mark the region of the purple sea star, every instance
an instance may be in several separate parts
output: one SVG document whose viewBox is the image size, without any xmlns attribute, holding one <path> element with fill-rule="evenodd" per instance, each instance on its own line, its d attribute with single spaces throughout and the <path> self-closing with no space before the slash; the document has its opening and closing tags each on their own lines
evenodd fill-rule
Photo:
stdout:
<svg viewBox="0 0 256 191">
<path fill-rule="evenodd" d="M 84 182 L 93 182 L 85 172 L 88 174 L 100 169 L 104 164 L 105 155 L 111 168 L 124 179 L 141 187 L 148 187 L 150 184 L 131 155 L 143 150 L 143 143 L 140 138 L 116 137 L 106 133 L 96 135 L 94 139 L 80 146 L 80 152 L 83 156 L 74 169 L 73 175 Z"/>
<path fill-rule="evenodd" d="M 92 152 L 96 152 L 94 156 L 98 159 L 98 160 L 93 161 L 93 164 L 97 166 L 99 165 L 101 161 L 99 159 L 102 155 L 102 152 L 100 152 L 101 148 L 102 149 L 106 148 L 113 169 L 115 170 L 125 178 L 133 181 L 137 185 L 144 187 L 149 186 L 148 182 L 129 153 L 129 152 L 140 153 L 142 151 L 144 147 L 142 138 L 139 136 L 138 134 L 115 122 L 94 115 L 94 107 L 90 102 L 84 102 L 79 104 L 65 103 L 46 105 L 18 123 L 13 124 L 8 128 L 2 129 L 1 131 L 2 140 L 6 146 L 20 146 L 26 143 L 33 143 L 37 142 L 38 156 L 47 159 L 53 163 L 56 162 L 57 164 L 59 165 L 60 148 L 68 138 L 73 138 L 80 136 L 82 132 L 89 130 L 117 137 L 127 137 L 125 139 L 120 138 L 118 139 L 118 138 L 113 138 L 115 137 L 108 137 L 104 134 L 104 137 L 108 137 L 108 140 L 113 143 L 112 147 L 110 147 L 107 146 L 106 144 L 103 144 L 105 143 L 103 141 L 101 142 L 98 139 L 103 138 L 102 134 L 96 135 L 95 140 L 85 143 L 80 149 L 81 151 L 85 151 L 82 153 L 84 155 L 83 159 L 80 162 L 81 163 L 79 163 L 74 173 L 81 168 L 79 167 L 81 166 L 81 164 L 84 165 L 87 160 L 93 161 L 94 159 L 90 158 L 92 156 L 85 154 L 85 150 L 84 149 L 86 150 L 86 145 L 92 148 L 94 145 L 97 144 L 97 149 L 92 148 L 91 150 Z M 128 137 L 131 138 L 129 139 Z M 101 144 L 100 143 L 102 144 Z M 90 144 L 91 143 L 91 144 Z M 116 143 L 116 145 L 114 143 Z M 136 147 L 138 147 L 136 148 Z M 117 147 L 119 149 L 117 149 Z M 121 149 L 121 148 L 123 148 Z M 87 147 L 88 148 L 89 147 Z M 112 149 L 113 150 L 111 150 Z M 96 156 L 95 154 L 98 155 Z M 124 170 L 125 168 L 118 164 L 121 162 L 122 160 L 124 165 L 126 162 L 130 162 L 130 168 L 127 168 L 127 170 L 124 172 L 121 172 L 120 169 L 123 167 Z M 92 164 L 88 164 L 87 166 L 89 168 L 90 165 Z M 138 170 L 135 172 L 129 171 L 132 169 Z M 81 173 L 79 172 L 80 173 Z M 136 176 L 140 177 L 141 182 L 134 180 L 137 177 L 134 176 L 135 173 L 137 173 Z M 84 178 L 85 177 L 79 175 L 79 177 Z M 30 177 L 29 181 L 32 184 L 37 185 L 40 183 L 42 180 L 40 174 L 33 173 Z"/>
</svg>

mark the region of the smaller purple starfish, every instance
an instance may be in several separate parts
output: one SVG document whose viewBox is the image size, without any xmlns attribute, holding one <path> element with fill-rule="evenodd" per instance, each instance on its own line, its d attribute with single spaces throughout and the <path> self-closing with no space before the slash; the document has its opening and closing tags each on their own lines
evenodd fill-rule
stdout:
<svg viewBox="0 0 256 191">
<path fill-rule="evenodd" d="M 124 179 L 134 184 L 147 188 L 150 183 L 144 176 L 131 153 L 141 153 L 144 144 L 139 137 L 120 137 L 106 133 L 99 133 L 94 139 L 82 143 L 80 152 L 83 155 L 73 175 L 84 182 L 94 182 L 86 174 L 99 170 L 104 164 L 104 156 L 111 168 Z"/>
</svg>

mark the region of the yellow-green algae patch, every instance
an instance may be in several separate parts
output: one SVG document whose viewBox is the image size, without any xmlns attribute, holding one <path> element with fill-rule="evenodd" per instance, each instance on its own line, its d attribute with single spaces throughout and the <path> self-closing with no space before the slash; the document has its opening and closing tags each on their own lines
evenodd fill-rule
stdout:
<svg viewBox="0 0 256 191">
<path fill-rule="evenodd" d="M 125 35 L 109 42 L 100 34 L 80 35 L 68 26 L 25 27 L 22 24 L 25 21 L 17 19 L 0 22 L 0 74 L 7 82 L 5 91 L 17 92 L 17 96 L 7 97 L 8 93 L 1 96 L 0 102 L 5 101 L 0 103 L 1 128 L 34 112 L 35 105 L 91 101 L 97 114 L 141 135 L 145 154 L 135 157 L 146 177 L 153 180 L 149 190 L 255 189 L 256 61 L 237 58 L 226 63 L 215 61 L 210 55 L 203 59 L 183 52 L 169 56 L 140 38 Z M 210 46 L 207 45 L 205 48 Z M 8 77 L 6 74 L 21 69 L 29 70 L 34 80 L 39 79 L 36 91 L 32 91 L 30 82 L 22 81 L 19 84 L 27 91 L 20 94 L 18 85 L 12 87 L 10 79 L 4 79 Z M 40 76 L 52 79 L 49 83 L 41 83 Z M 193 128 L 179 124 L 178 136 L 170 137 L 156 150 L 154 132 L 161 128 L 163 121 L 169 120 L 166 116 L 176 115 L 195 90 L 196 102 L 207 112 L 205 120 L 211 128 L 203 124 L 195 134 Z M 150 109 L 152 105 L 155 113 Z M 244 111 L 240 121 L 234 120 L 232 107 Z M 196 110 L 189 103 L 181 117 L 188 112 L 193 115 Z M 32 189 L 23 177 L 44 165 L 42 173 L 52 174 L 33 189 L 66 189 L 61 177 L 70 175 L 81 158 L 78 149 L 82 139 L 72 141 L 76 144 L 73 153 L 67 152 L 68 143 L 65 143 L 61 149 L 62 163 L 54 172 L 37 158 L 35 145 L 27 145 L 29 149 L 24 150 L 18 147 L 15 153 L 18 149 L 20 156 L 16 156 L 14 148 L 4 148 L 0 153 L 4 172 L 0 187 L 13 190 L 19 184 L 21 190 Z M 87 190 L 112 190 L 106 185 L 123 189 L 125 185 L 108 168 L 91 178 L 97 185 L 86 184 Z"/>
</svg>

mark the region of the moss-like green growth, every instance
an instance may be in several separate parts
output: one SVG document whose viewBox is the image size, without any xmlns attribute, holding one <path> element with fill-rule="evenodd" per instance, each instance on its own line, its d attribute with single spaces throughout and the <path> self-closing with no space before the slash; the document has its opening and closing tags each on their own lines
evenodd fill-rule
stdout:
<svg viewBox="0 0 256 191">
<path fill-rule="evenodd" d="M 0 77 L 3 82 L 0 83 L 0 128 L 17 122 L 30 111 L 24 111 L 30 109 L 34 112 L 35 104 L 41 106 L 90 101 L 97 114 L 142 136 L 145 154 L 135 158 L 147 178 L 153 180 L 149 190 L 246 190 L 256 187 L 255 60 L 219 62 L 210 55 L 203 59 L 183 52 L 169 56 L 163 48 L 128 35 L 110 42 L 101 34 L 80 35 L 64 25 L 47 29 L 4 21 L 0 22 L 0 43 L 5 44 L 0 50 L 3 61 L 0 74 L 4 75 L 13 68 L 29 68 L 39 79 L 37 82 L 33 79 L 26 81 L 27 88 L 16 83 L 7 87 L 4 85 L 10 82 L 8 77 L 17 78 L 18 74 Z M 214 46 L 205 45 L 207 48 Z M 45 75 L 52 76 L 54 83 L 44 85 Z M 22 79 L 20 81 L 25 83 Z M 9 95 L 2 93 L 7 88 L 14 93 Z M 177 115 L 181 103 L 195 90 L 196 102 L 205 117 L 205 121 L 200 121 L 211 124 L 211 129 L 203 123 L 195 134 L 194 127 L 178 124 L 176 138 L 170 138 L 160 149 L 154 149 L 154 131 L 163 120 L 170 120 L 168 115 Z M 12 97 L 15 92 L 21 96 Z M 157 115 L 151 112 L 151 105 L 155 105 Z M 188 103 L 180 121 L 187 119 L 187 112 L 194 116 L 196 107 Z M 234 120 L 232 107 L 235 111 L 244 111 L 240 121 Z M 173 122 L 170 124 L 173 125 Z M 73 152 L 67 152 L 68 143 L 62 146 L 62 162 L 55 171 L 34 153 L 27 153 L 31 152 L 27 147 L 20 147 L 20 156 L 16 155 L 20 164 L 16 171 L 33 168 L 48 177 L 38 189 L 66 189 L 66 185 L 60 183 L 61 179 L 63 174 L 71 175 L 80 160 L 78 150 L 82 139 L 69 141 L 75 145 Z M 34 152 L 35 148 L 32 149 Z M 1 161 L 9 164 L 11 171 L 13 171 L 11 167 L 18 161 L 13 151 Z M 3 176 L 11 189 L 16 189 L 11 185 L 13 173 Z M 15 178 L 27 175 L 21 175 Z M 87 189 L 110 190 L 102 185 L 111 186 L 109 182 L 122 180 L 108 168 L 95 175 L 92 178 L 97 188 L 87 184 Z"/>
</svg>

### SET EXERCISE
Rewrite the items from the very beginning through the line containing "84 182 L 93", with "purple sea star" changed to "purple starfish" and everything else left as it is.

### RESULT FOR THIS TASK
mark the region of the purple starfish, every instance
an instance may be in several separate parts
output: one SVG document whose viewBox is the image size, without any xmlns attribute, holding one <path> element with fill-rule="evenodd" per instance, each instance on its own line, its d attribute with single spaces throughout and the <path> self-closing with no space before the slash; the document has its opening and closing tags each on their own lines
evenodd fill-rule
Photo:
stdout:
<svg viewBox="0 0 256 191">
<path fill-rule="evenodd" d="M 84 182 L 93 182 L 85 172 L 88 174 L 100 169 L 104 164 L 105 155 L 111 168 L 124 179 L 141 187 L 148 187 L 150 184 L 131 155 L 143 150 L 143 143 L 140 138 L 116 137 L 106 133 L 96 135 L 94 139 L 80 146 L 80 152 L 83 156 L 74 169 L 73 175 Z"/>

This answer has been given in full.